(WHAT YOU HAVE TO DO): Output each entry exactly; skip nothing.

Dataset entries
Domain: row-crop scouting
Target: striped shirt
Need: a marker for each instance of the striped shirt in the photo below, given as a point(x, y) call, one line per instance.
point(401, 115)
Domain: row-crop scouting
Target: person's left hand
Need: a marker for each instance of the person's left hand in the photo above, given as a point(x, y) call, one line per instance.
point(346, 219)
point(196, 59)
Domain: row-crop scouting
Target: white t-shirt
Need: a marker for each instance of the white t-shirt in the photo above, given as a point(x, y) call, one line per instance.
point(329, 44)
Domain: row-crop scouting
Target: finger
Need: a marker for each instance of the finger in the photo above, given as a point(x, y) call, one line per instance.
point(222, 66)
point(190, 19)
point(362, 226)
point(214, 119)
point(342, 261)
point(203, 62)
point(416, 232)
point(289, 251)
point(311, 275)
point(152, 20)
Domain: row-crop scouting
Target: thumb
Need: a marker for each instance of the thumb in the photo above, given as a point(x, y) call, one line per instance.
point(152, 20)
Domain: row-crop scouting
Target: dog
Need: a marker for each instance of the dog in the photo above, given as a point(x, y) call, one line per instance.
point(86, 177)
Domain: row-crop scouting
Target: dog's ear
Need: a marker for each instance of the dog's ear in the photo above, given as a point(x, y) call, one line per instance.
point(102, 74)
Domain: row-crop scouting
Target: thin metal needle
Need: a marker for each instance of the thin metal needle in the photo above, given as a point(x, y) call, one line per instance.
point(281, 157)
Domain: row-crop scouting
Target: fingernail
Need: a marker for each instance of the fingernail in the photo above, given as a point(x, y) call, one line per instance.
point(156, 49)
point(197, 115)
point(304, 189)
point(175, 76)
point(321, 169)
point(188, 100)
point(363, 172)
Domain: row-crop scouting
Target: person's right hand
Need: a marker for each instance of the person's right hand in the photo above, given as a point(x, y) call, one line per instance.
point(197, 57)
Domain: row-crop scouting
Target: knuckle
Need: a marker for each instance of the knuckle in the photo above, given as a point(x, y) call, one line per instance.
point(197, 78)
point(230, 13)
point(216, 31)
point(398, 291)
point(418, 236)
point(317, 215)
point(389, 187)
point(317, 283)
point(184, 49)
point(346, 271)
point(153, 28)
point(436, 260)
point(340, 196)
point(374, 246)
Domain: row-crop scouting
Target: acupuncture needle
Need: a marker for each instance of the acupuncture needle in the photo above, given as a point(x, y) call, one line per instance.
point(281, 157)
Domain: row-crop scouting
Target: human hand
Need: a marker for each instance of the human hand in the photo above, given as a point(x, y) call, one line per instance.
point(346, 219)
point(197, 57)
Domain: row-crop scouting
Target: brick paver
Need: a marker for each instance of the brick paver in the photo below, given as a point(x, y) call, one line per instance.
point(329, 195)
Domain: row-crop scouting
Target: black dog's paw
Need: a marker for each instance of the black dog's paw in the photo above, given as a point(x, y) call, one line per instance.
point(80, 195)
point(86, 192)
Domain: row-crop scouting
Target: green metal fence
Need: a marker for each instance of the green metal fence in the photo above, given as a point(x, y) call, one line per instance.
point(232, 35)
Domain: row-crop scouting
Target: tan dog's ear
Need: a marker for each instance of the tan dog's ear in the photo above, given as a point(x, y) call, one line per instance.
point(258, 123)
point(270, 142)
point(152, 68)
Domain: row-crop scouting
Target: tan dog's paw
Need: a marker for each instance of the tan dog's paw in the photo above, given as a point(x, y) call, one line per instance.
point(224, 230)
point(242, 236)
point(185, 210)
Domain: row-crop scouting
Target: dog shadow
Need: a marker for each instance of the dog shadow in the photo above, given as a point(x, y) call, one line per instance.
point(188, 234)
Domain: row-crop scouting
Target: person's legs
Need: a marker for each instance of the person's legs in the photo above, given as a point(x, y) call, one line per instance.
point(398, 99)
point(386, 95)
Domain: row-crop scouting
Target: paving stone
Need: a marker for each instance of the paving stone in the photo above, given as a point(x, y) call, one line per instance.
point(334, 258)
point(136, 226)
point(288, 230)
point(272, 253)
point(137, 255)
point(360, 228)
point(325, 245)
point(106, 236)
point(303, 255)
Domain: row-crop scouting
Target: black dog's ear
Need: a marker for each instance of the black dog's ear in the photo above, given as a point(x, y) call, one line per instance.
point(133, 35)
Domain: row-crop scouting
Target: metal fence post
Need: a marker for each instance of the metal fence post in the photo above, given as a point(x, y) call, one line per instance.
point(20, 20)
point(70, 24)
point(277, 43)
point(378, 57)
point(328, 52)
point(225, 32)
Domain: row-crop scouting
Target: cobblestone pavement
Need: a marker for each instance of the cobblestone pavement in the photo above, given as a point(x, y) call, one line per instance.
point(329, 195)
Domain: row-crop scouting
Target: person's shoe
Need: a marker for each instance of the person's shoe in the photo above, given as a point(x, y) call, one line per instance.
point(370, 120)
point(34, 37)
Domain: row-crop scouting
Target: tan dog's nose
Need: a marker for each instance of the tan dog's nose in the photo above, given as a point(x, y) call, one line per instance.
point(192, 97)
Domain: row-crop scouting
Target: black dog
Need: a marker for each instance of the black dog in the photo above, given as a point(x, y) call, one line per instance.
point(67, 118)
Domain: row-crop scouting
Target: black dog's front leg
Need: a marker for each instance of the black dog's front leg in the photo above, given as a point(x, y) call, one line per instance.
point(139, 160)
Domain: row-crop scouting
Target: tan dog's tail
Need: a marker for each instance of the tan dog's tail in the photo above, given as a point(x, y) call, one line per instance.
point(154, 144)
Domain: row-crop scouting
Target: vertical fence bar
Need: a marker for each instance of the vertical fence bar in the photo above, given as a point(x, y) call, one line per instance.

(RESPONSE BELOW):
Domain: row-crop scouting
Target: striped shirt
Need: a marker for each instance of the striped shirt in the photo below, given as a point(x, y) call, one line per instance.
point(401, 115)
Domain: row-crop scouting
Target: person's left hand
Need: a marker for each instance of the person's left hand in the photo above, given as a point(x, y) call, one line per instance.
point(346, 219)
point(196, 59)
Domain: row-crop scouting
Target: white t-shirt
Need: a marker for each instance of the white t-shirt in the photo above, given as a point(x, y) call, one line per instance.
point(329, 44)
Domain: row-crop scouting
Target: finger
Need: a marker for each instance of the finger in the photo above, given as a point(x, y) call, one line per instance.
point(222, 66)
point(190, 19)
point(362, 226)
point(214, 119)
point(342, 261)
point(203, 62)
point(416, 232)
point(289, 251)
point(311, 275)
point(152, 20)
Domain: row-crop scouting
Target: thumb
Need: a marker for each instance of the thumb in the photo above, given as a point(x, y) call, one line per instance.
point(152, 20)
Domain: row-crop scouting
Target: dog
Need: a marker for each instance of the dog in the photo above, given as a point(x, y) call, one line per instance.
point(86, 177)
Domain: row-crop scouting
Target: dog's ear
Need: a marker for each instance of the dog's ear in the photo above, given as a point(x, y) call, one line per instance.
point(102, 74)
Domain: row-crop scouting
Target: thin metal needle
Need: a marker for each instance of the thin metal needle in the photo above, given as a point(x, y) call, one line per instance.
point(281, 157)
Domain: row-crop scouting
Target: fingernail
Need: a marker for each instance of the fingernail in the photo above, given as a point(x, y) call, one line per instance.
point(156, 49)
point(197, 115)
point(304, 189)
point(175, 76)
point(321, 169)
point(188, 100)
point(363, 172)
Domain: row-crop scouting
Target: person's right hand
Need: a marker for each instance of the person's right hand in the photo above, given as a point(x, y) call, one line per instance.
point(197, 57)
Domain: row-crop scouting
Target: knuckle
Need: a marker for each instance of the knuckle in the photo above, given as a point(x, y) call, one line per instance.
point(197, 78)
point(230, 13)
point(216, 31)
point(398, 291)
point(418, 236)
point(317, 215)
point(389, 187)
point(317, 283)
point(184, 49)
point(346, 271)
point(153, 28)
point(436, 260)
point(340, 196)
point(374, 246)
Domain: row-crop scouting
Target: acupuncture needle
Need: a marker for each instance of the acupuncture needle in the photo above, given as a point(x, y) call, one line per instance.
point(281, 157)
Domain: row-crop scouting
Target: human hand
Need: a marker for each instance of the human hand in the photo above, given as a point(x, y) call, one line per instance.
point(346, 219)
point(197, 57)
Domain: row-crop scouting
Target: brick paver
Need: a marker for each instance of the brick paver in the photo below, given as a point(x, y) call, one line per instance.
point(329, 195)
Domain: row-crop scouting
Target: black dog's paw
Need: a marker for each instance of the black dog's paw in the photo above, given as a point(x, y) call, one line per instance.
point(80, 195)
point(86, 192)
Domain: row-crop scouting
Target: green metal fence
Need: a marker for each instance of the green metal fence in the photo above, given as a point(x, y) call, one line per instance.
point(232, 35)
Domain: row-crop scouting
Target: tan dog's ear
Need: a marker for each instance of the tan dog's ear in the photo above, given as a point(x, y) call, one line per instance.
point(258, 123)
point(270, 142)
point(152, 68)
Domain: row-crop scouting
Target: tan dog's paw
Need: a marker for each instance of the tan dog's paw in the photo above, given as a point(x, y) call, one line per instance.
point(224, 230)
point(242, 236)
point(185, 210)
Domain: row-crop scouting
Target: dog shadow
Need: a marker for each instance of the dog shadow in the photo above, given as a point(x, y) call, one line per instance.
point(188, 234)
Domain: row-crop scouting
Target: person's legs
Need: a marker for each instance of the person's legs in the photo above, given as a point(x, y) call, one line per instance.
point(398, 99)
point(386, 95)
Domain: row-crop scouting
Target: paving stone
Need: a marker for each instance of the paving stone in the photo above, given as a point(x, y) call, one line per instance.
point(334, 258)
point(136, 226)
point(288, 230)
point(272, 253)
point(137, 255)
point(360, 228)
point(325, 245)
point(106, 236)
point(303, 255)
Domain: row-crop scouting
Target: black dog's ear
Need: a marker for each instance of the black dog's ear in the photo above, given as a point(x, y) call, one line per instance.
point(133, 35)
Domain: row-crop scouting
Target: metal fence post
Need: a marker for each instance of the metal fence post in the photo above, given as a point(x, y) call, one line per instance.
point(20, 20)
point(70, 24)
point(277, 43)
point(378, 57)
point(328, 52)
point(225, 32)
Domain: row-crop scouting
Target: cobblestone pavement
Need: a marker for each instance of the cobblestone pavement in the photo above, given as a point(x, y) call, one line per instance.
point(329, 195)
Domain: row-crop scouting
Target: person's shoe
Need: a marker for each instance of the person's shoe in the photo above, given as a point(x, y) call, one line per instance.
point(370, 120)
point(34, 37)
Domain: row-crop scouting
Target: tan dog's nose
Need: a marker for each instance of the tan dog's nose in the photo above, given as a point(x, y) call, one line per instance.
point(192, 97)
Domain: row-crop scouting
Target: black dog
Need: a marker for each instance of the black dog in the photo above, given as a point(x, y) call, one line per instance.
point(67, 118)
Domain: row-crop scouting
Target: black dog's front leg
Need: a marker for each instance of the black dog's front leg in the photo above, given as a point(x, y) call, one line per instance.
point(139, 160)
Domain: row-crop scouting
Target: tan dog's tail
Need: a marker for each instance of the tan dog's tail in the photo above, given as a point(x, y) call, one line per instance.
point(154, 144)
Domain: row-crop scouting
Target: vertical fence bar
Need: a marker for each instance of the vertical fence bar in the photo above, given as a point(x, y) call, one line per instance.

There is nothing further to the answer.